* Page text
◇ ◇ ◇ ◇
Halle Quezada

EL2 Teacher Suder Montessori
Once a teenage cashier in a hospital cafeteria asked if I was a CPS teacher (maybe my lunchbox and bag of papers gave me away). I confirmed I was visiting a student and she began to cry, came around the counter and to give me a hug, and shared accounts of times teachers were there for her. Our work matters in the most important way.

Teachers spend at least seven hours a day studying their kids–what motivates them, what pushes their buttons, what draws them in, what leads them to give up, how they respond to conflict, why they smile, and how they’re unique. We read their most personal writing, we read with them and hear how they relate to characters in the most personal ways, we are there to see them discover new things, we feel their love. Inevitably, we love them back and sometimes we love them first. In the words of one of the greatest educators, Dr. Maria Montessori, “what really makes a teacher is love for the human child; for it is love that transforms the social duty of the educator into the higher consciousness of a mission.”

That evening in the hospital, holding that teenage student I had never before met as she cried, waiting to hug my own beloved student as she healed, and hoping my family would forgive me for arriving home late again, I was reminded how dignified our mission as educators really is, even if it hurts when things don’t go right for our kids. Love is a pretty serious occupational hazard. Teaching is a pretty serious occupation.
◇ ◇ ◇ ◇
* Dataset excerpts
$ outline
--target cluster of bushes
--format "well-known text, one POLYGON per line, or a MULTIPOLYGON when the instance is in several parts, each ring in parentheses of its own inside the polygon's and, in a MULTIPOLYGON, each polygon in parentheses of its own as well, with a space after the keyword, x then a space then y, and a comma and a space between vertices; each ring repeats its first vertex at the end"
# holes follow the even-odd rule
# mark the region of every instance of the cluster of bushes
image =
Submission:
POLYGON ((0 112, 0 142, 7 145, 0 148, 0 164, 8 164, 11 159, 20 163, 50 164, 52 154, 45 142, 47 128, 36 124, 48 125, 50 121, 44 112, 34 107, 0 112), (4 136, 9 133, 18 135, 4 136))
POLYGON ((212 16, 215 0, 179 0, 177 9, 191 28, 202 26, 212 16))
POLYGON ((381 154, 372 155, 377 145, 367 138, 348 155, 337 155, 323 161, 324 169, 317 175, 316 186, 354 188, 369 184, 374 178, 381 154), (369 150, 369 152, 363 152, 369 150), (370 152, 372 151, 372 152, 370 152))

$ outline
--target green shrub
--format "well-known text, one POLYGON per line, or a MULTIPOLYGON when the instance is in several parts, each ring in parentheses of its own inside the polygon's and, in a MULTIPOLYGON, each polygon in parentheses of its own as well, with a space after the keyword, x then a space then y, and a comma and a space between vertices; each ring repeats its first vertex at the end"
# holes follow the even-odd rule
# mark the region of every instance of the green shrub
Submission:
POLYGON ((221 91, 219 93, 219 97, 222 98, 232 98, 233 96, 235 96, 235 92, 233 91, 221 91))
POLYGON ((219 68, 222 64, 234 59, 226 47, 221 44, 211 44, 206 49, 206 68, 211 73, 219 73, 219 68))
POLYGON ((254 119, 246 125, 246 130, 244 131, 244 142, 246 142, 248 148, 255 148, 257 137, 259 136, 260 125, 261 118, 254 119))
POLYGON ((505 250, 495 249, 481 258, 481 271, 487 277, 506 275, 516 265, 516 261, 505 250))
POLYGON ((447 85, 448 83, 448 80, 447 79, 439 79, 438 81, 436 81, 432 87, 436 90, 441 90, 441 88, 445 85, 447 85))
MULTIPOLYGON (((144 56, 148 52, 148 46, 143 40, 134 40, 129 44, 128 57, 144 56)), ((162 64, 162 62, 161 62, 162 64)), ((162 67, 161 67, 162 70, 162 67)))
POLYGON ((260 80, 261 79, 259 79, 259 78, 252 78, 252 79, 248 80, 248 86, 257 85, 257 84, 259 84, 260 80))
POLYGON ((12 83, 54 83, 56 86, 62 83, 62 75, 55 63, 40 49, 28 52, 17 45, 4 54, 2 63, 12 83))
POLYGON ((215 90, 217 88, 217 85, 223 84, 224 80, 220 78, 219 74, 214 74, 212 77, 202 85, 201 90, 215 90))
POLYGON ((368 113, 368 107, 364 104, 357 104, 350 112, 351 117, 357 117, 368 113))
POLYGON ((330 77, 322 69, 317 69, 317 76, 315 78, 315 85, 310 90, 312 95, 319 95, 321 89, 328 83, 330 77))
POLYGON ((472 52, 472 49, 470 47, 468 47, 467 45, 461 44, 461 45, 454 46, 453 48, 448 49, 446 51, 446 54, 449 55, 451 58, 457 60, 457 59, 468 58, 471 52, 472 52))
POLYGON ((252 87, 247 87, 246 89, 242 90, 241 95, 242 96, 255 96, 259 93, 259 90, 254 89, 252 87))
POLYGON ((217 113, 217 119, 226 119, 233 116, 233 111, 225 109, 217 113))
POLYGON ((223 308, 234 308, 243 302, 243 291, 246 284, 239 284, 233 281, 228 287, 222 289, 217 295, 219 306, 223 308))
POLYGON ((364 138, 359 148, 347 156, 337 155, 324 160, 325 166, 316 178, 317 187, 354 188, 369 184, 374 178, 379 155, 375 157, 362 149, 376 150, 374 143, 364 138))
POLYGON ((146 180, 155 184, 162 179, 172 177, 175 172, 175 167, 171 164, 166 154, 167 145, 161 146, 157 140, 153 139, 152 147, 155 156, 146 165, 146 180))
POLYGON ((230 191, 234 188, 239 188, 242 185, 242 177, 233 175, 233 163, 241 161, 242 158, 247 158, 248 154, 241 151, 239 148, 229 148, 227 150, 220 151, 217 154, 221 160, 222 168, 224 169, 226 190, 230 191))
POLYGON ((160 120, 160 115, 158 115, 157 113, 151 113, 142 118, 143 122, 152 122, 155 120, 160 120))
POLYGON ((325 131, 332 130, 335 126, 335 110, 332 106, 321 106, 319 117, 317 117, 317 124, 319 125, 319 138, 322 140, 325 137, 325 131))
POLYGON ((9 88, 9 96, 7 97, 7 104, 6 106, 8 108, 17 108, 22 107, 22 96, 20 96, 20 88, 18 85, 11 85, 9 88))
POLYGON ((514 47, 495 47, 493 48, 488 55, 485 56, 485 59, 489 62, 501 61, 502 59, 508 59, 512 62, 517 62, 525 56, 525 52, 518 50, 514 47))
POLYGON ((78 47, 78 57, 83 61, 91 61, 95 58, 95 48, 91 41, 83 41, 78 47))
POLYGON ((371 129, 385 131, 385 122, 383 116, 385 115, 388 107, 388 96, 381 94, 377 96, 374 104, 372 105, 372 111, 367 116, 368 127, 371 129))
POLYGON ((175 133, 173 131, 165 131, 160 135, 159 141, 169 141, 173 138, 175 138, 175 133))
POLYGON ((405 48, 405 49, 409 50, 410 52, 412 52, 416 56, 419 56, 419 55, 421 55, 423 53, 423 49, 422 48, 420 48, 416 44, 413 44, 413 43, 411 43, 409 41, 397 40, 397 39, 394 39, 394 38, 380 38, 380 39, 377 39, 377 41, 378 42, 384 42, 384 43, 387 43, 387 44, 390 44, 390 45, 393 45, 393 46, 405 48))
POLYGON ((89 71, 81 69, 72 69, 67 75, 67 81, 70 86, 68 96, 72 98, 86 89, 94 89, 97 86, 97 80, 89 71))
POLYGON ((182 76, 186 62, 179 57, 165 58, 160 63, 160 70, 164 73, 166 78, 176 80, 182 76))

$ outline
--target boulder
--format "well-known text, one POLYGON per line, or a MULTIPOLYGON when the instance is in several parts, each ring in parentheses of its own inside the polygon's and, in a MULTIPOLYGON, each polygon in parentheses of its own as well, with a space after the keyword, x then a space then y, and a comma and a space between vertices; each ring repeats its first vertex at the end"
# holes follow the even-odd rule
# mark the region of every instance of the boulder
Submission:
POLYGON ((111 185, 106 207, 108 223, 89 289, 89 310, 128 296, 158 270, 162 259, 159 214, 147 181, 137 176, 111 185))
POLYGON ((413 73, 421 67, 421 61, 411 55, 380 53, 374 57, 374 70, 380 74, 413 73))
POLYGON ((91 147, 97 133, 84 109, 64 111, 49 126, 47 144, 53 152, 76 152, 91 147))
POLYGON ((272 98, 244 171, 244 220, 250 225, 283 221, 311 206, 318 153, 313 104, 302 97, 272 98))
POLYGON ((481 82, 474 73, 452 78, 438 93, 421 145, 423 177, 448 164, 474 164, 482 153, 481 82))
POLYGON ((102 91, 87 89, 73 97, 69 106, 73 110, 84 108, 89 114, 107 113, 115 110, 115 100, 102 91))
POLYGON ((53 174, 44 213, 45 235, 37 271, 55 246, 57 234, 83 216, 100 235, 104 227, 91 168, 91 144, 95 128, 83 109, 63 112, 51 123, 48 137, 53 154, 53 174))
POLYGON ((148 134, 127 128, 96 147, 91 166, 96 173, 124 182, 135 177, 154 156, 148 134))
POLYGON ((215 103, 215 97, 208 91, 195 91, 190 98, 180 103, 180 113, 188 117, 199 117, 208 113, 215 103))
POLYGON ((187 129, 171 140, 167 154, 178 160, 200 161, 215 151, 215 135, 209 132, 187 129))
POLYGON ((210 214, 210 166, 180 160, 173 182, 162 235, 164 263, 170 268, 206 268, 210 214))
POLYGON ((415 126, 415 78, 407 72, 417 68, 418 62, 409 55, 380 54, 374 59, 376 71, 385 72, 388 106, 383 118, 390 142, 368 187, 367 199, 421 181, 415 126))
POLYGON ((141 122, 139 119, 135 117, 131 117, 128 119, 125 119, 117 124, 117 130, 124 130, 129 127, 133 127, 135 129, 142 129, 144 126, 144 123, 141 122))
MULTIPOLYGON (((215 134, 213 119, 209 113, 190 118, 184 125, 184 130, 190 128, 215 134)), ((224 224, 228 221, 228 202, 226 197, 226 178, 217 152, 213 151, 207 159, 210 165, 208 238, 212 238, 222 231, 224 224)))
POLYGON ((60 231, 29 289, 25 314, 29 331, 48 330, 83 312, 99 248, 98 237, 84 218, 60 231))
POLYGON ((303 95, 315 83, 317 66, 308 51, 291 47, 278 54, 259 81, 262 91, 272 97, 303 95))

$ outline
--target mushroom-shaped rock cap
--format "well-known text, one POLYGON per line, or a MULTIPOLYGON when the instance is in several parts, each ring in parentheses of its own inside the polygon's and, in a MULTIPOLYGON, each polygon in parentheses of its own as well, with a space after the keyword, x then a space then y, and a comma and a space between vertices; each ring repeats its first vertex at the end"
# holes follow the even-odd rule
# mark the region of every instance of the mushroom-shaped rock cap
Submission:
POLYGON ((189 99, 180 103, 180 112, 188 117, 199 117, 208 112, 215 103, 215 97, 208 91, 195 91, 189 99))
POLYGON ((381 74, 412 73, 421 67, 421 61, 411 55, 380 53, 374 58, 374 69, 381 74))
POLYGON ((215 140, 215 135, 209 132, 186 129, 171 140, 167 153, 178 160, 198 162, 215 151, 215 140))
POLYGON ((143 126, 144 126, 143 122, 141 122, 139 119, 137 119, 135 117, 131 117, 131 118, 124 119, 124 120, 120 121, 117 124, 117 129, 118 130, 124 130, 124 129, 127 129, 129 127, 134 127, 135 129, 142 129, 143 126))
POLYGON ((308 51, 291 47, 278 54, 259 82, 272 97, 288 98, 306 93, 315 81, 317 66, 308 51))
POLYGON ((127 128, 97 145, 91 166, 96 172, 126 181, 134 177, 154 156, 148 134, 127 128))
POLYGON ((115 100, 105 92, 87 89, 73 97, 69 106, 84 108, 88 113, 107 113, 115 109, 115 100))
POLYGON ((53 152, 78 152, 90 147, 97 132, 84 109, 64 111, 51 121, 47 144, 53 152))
◇ ◇ ◇ ◇
* Problem to work on
Extract the part of the essay about teaching starting at "That evening in" and ending at "pretty serious occupation.". Rely only on the essay about teaching.

* Output of the exercise
That evening in the hospital, holding that teenage student I had never before met as she cried, waiting to hug my own beloved student as she healed, and hoping my family would forgive me for arriving home late again, I was reminded how dignified our mission as educators really is, even if it hurts when things don’t go right for our kids. Love is a pretty serious occupational hazard. Teaching is a pretty serious occupation.